(Collected data entries)
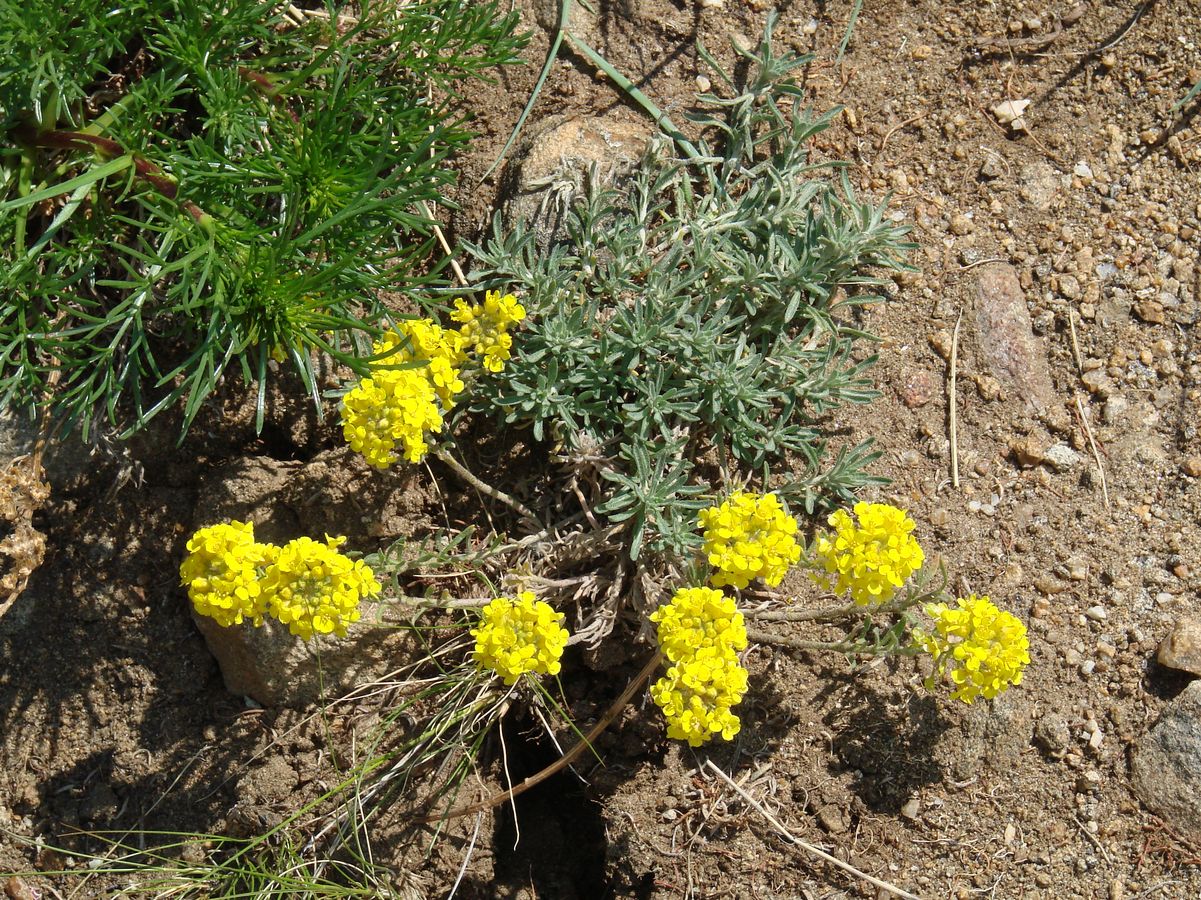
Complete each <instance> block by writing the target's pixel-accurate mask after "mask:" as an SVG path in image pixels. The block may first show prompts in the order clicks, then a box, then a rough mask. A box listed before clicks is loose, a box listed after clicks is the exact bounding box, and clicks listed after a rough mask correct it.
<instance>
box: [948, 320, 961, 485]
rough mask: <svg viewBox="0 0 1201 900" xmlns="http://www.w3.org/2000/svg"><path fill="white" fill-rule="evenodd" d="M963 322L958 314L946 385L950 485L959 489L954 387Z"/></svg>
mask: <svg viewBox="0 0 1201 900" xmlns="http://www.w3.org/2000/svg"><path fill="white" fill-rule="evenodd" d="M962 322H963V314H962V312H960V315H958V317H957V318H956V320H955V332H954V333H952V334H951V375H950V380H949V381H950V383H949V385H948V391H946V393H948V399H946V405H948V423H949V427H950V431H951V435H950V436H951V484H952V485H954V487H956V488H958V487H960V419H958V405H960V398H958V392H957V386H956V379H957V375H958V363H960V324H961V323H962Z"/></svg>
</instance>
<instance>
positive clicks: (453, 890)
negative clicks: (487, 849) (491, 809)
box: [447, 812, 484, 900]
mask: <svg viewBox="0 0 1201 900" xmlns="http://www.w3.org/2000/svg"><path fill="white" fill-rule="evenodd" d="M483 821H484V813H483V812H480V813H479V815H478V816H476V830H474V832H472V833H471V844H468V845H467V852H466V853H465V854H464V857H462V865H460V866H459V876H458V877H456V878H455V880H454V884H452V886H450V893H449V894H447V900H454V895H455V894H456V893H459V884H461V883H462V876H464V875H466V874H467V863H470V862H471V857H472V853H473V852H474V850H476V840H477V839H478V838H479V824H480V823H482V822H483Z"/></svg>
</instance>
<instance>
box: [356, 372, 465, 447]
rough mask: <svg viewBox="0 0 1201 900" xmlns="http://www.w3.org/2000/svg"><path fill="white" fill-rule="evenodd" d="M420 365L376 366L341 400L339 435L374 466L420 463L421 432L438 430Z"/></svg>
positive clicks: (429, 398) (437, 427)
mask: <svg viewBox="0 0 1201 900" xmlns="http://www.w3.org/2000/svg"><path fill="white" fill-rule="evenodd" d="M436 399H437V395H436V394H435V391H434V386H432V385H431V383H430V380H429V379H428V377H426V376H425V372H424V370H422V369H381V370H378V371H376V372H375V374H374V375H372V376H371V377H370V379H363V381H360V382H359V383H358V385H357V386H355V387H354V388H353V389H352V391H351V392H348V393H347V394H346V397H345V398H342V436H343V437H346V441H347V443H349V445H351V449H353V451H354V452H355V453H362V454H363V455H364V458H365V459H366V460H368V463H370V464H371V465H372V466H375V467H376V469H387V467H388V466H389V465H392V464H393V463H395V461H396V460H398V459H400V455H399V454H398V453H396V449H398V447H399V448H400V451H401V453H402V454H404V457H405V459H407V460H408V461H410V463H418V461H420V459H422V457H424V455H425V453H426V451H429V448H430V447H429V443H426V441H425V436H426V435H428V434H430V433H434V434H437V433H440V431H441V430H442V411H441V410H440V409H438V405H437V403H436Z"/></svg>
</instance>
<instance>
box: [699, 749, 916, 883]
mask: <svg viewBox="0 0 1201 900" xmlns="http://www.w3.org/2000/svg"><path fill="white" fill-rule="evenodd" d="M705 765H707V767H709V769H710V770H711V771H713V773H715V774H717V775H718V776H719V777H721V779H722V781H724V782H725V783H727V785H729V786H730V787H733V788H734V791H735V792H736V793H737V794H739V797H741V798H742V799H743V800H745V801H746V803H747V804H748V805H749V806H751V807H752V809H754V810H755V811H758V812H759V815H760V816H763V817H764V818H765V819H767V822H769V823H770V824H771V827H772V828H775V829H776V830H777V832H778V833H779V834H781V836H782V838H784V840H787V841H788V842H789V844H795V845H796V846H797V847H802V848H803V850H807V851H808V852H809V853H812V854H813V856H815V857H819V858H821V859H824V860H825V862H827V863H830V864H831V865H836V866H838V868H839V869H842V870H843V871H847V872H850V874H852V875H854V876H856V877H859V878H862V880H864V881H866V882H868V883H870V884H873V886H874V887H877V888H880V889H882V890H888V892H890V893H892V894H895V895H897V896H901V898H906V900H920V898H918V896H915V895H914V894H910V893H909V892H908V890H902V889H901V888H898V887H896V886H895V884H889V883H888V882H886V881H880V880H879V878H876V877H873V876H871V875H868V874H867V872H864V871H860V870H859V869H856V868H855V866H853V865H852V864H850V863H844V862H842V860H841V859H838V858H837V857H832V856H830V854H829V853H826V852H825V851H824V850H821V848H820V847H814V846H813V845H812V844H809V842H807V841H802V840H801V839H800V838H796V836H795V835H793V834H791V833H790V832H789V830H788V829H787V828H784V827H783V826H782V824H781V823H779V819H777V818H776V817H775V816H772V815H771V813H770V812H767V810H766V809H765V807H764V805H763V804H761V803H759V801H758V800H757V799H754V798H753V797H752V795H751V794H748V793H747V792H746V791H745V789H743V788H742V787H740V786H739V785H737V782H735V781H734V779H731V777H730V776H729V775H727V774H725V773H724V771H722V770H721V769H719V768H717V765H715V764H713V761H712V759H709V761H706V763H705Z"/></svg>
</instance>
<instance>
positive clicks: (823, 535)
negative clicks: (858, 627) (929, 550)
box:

TRY IT> Without any pictures, please reproduce the full set of entries.

RESULT>
Complete each <instance> block by writing the target's pixel-accurate mask after "mask:" as an SVG path in image pixels. The block may first show prompts in the order clicks, then a box, then a rough mask. A box listed before clicks is loose, a box listed after clicks is the exact bounding box, and clicks listed after a rough mask correct it.
<instance>
box: [948, 320, 961, 485]
rough mask: <svg viewBox="0 0 1201 900" xmlns="http://www.w3.org/2000/svg"><path fill="white" fill-rule="evenodd" d="M963 322L958 314L946 385L950 485L959 489L954 387Z"/></svg>
mask: <svg viewBox="0 0 1201 900" xmlns="http://www.w3.org/2000/svg"><path fill="white" fill-rule="evenodd" d="M962 322H963V314H962V312H960V315H958V317H957V318H956V320H955V332H954V333H952V334H951V375H950V380H949V381H950V383H949V385H948V391H946V393H948V399H946V405H948V423H949V427H950V431H951V435H950V436H951V484H952V485H954V487H956V488H958V487H960V419H958V405H960V398H958V392H957V386H956V379H957V375H958V363H960V324H961V323H962Z"/></svg>
</instance>
<instance>
positive clicks: (453, 890)
negative clicks: (487, 849) (491, 809)
box: [447, 812, 484, 900]
mask: <svg viewBox="0 0 1201 900" xmlns="http://www.w3.org/2000/svg"><path fill="white" fill-rule="evenodd" d="M483 821H484V813H483V812H480V813H479V815H478V816H476V830H474V832H472V833H471V844H468V845H467V852H466V853H465V854H464V857H462V865H460V866H459V876H458V877H456V878H455V880H454V884H452V886H450V893H449V894H447V900H454V895H455V894H456V893H459V884H461V883H462V876H464V875H466V874H467V863H470V862H471V857H472V853H473V852H474V850H476V840H477V839H478V838H479V824H480V823H482V822H483Z"/></svg>
</instance>
<instance>
box: [356, 372, 465, 447]
rough mask: <svg viewBox="0 0 1201 900" xmlns="http://www.w3.org/2000/svg"><path fill="white" fill-rule="evenodd" d="M420 365L376 366L341 400L339 435L374 466L420 463L421 432L438 430Z"/></svg>
positive clicks: (429, 398) (437, 427)
mask: <svg viewBox="0 0 1201 900" xmlns="http://www.w3.org/2000/svg"><path fill="white" fill-rule="evenodd" d="M436 399H437V395H436V394H435V391H434V386H432V385H431V383H430V380H429V379H428V377H426V376H425V372H424V370H422V369H381V370H378V371H376V372H375V374H374V375H372V376H371V377H370V379H363V381H360V382H359V383H358V385H357V386H355V387H354V388H353V389H352V391H351V392H348V393H347V394H346V397H345V398H342V436H343V437H346V441H347V443H349V445H351V449H353V451H354V452H355V453H362V454H363V455H364V458H365V459H366V460H368V463H370V464H371V465H372V466H375V467H376V469H387V467H388V466H389V465H392V464H393V463H395V461H396V460H398V459H400V455H399V454H398V453H396V449H398V447H399V448H400V451H401V453H402V454H404V457H405V459H407V460H408V461H410V463H418V461H420V459H422V457H424V455H425V453H426V451H429V448H430V447H429V443H426V441H425V436H426V435H428V434H430V433H434V434H437V433H440V431H441V430H442V411H441V410H440V409H438V405H437V403H436Z"/></svg>
</instance>
<instance>
box: [699, 749, 916, 883]
mask: <svg viewBox="0 0 1201 900" xmlns="http://www.w3.org/2000/svg"><path fill="white" fill-rule="evenodd" d="M705 765H707V767H709V769H710V770H711V771H713V773H715V774H717V775H718V776H719V777H721V779H722V781H724V782H725V783H727V785H729V786H730V787H733V788H734V791H735V792H736V793H737V794H739V797H741V798H742V799H743V800H745V801H746V803H747V804H748V805H749V806H751V807H752V809H754V810H755V811H758V812H759V815H760V816H763V817H764V818H765V819H767V822H769V823H770V824H771V827H772V828H775V829H776V830H777V832H778V833H779V834H781V836H782V838H784V840H787V841H788V842H789V844H795V845H796V846H797V847H802V848H803V850H807V851H808V852H809V853H812V854H813V856H815V857H819V858H821V859H824V860H825V862H827V863H830V864H831V865H836V866H838V868H839V869H842V870H843V871H847V872H850V874H852V875H854V876H856V877H859V878H862V880H864V881H866V882H868V883H870V884H873V886H874V887H877V888H880V889H882V890H888V892H890V893H892V894H895V895H897V896H901V898H906V900H920V898H918V896H915V895H914V894H910V893H909V892H908V890H902V889H901V888H898V887H896V886H895V884H889V883H888V882H886V881H880V880H879V878H876V877H873V876H871V875H868V874H867V872H864V871H860V870H859V869H856V868H855V866H853V865H852V864H850V863H844V862H842V860H841V859H838V858H837V857H832V856H830V854H829V853H826V852H825V851H824V850H821V848H820V847H814V846H813V845H812V844H809V842H807V841H802V840H801V839H800V838H796V836H795V835H793V834H791V833H790V832H789V830H788V829H787V828H784V827H783V826H782V824H781V823H779V819H777V818H776V817H775V816H772V815H771V813H770V812H767V810H766V809H765V807H764V805H763V804H761V803H759V801H758V800H757V799H754V798H753V797H752V795H751V794H748V793H747V792H746V791H745V789H743V788H742V787H740V786H739V785H737V782H735V781H734V779H731V777H730V776H729V775H727V774H725V773H724V771H722V770H721V769H719V768H717V765H715V764H713V761H712V759H709V761H706V763H705Z"/></svg>
</instance>
<instance>
positive clicks: (823, 535)
negative clicks: (858, 627) (929, 550)
box:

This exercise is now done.